* _SOAL 1_
Menurut bacaan tentang komunikasi publik para politisi, berapa lama Soeharto bertahan dengan bahasa kuasa?

* _TEKS BACAAN_
□ □ □ □

Sejarah politik Indonesia sudah berkali-kali ngasih kita pelajaran. Siapa pun yang memegang kuasa harus menjaga ‘perkataannya’. Soekarno dulu bisa mengguncang jutaan orang hanya dengan pidato, Soeharto bertahan selama tiga dekade dengan bahasa kuasa, sementara reformasi 1998 lahir karena suara mahasiswa yang nggak berhenti menggema. Artinya jelas, kata-kata bukan sekadar suara, tapi napas yang bisa membangun atau meruntuhkan.
Namun, di zaman sekarang, komunikasi publik bukan lagi hanya soal podium atau pidato resmi. Medianya banyak yang sudah pindah ke layar ponsel, ke Instagram, TikTok, bahkan YouTube.
Sayangnya, ada politisi terlalu menganggap remeh komunikasi publik di ruang digital. Padahal, di dunia politik, satu kata bisa menyalakan api yang melahap seluruh kredibilitas.
Lihatlah apa yang terjadi saat ini. Ketika rakyat ribut soal tunjangan DPR, yang dibutuhkan tuh nada empati; kalimat sederhana yang mengakui keresahan rakyat terkait situasi sulit sedang menimpa semua orang, dan bahwa wakil rakyat siap meninjau kembali kebijakan. Namun, yang muncul malah komentar enteng, seolah-olah masalah ini sepele.
Buat rakyat yang setiap hari berjuang dengan harga beras dan biaya sekolah, mendengar wakilnya bicara ‘seenak jidat begitu’ jelas terasa kayak penghinaan.

□ □ □ □

* _ENTRI DATA_
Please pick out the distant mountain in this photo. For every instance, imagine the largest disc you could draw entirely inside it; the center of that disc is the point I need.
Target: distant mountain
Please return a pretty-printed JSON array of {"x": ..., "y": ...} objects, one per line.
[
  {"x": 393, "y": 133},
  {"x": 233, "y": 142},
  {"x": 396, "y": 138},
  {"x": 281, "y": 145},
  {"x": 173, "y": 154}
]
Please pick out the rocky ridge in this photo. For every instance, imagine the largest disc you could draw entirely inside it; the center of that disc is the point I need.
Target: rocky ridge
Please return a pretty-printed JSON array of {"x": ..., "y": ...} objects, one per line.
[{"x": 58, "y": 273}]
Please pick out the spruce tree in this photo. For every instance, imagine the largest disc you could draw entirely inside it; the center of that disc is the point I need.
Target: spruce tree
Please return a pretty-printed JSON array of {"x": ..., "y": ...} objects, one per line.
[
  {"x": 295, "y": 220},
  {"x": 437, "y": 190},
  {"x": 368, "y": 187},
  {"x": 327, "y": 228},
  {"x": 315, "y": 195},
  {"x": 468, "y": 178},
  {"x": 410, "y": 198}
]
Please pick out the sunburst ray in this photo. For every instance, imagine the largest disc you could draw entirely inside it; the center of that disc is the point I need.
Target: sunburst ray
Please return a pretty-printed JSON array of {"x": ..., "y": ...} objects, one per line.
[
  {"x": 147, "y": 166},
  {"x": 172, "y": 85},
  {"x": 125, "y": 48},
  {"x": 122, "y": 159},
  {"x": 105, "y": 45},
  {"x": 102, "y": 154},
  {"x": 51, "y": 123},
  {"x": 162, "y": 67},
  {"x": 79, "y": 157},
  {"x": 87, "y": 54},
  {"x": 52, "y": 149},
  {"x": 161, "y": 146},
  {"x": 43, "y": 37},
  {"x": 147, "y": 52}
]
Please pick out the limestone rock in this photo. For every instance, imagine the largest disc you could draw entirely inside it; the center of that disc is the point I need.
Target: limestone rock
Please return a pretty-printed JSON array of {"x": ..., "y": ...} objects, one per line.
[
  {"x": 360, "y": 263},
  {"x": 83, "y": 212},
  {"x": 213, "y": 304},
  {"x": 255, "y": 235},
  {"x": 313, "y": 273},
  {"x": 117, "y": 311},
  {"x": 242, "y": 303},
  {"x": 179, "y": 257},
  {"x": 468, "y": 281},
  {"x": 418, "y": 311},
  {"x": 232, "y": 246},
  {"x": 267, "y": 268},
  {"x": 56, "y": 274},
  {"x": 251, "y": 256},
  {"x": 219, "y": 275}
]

□ □ □ □

* _SOAL 2_
Hitung jumlah baris dalam catatan di atas yang memuat kata "photo", dengan membedakan huruf besar dan kecil, lalu tuliskan angkanya saja.

* _JAWABAN LATIHAN 1_
Selama tiga dekade.

* _JAWABAN LATIHAN 2_
5